_Document segment_:

^^^^^^^^

Obsession with TV Weathermen and Other Ramblings
On the way home from work last night I stopped by Jewel to pick up some orange juice. It was just before close and all of the self check-out lanes were shut down so I went to the only open register in the store. The cashier and bagger/manager type person were enamored with the tall, slender and attractive (for a woman) woman who had just purchased a basketful of items before me. As I paid for my oj, they asked "you know who that is, right?" I had no clue, and quite frankly, didn't care; but that didn't stop them from telling me that she was local television news anchor blah blah blah. Bagger/manager type person walked all the way to the door with me, telling me about the magical day that not one, but TWO local weathermen (zippity do da and whoop de doo) came into his store within a couple hours of each other. The greatest day of his life.
This triggered a memory from my childhood... It was a warm summer saturday morning and I was watching cartoons when my mom came running into the house like a cheetah. "You won't believe who I just met at the vet's office! Dan Maley!"
Now, for those of you who didnt grow up in Cleveland, you probably have no idea who Dan Maley is. The truth is, most people who DID grow up in Cleveland probably have no idea who Dan Maley is. That's because Dan Maley was the daytime weekend weatherman for Channel 5 News. Not weekday...not 6 or 11...but the daytime weekend weatherman.
As mom called every single one of her friends to tell them about her celebrity encounter, I couldn't help but wonder why she was so excited to meet someone so unexciting.
A few years later I was on a saturday bowling league and a big celebrity mystery guest was scheduled to attend our "last game of the season" party. Judging by the Bud Light "Spuds MacKenzie" banners and enormous stack of "autographed" Spuds MacKenzie posters I had a hunch that the big celebrity mystery guest was none other than Spuds MacKenzie. That indeed had been the plan. To have a beer spokesdog appear at a bowling league for gradeschool children; (brilliant, no?) but unfortunately, I came to learn, Spuds MacKenzie had been killed by a car a few days before his scheduled appearance and autograph signing at Fairview Lanes. Frantic to replace Spuds, the bowling alley called in the next best thing. Dan Maley.

^^^^^^^^

_Stated task 1_:
List every place the weathermen post names, such as stores, cities and venues.
_Stated task 2_:
Quote the weathermen post word for word, starting at "This triggered a" and ending at "someone so unexciting.".
Work only from the weathermen post above.

_Dataset content_:
^^^^^^^^

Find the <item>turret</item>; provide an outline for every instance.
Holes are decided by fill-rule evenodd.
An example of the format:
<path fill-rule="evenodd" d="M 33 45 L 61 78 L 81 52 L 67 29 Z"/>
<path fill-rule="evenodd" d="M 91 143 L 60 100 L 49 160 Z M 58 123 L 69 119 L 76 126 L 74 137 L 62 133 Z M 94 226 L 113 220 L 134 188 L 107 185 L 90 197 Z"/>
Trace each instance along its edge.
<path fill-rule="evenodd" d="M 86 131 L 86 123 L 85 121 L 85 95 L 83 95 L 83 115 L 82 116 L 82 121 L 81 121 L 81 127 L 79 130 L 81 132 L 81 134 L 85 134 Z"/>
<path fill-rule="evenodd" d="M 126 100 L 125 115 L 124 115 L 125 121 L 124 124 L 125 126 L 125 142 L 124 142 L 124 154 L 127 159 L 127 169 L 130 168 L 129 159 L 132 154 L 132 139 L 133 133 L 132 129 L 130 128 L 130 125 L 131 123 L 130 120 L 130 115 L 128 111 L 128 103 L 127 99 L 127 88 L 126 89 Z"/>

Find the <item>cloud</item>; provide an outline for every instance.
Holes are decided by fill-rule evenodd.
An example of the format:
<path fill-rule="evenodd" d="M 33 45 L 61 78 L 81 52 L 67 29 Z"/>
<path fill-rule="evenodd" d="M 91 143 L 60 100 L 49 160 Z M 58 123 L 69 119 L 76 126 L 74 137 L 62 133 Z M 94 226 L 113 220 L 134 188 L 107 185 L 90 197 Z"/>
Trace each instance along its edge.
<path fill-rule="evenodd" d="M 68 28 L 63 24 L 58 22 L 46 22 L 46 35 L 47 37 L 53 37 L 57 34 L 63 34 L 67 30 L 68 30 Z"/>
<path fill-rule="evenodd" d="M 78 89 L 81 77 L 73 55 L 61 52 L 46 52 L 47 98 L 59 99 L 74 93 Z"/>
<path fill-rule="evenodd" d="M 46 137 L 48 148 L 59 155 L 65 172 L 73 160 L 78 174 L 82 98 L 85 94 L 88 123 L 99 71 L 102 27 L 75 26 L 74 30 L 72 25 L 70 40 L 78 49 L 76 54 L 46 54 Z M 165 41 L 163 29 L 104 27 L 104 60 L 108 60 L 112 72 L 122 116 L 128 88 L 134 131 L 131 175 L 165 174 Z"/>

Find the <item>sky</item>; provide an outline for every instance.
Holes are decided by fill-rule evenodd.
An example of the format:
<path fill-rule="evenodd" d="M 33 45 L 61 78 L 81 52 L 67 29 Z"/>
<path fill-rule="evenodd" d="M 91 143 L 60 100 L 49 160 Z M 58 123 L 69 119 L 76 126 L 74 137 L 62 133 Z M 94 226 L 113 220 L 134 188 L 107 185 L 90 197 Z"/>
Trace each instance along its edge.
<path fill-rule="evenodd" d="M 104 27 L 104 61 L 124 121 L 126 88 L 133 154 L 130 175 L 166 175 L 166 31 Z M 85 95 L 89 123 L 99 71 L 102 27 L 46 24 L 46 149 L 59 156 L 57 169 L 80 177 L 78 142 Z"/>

^^^^^^^^

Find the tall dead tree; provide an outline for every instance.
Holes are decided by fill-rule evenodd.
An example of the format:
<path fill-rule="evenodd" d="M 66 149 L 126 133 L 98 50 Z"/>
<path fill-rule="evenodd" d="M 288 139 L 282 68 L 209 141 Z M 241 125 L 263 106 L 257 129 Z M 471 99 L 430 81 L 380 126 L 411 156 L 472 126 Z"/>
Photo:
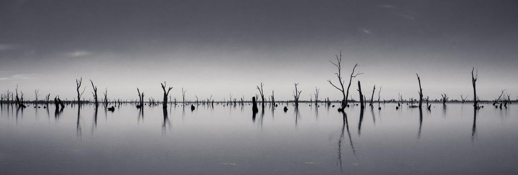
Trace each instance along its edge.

^^^^^^^^

_Correct output 1_:
Jewel
Cleveland
Fairview Lanes

_Correct output 2_:
This triggered a memory from my childhood... It was a warm summer saturday morning and I was watching cartoons when my mom came running into the house like a cheetah. "You won't believe who I just met at the vet's office! Dan Maley!"
Now, for those of you who didnt grow up in Cleveland, you probably have no idea who Dan Maley is. The truth is, most people who DID grow up in Cleveland probably have no idea who Dan Maley is. That's because Dan Maley was the daytime weekend weatherman for Channel 5 News. Not weekday...not 6 or 11...but the daytime weekend weatherman.
As mom called every single one of her friends to tell them about her celebrity encounter, I couldn't help but wonder why she was so excited to meet someone so unexciting.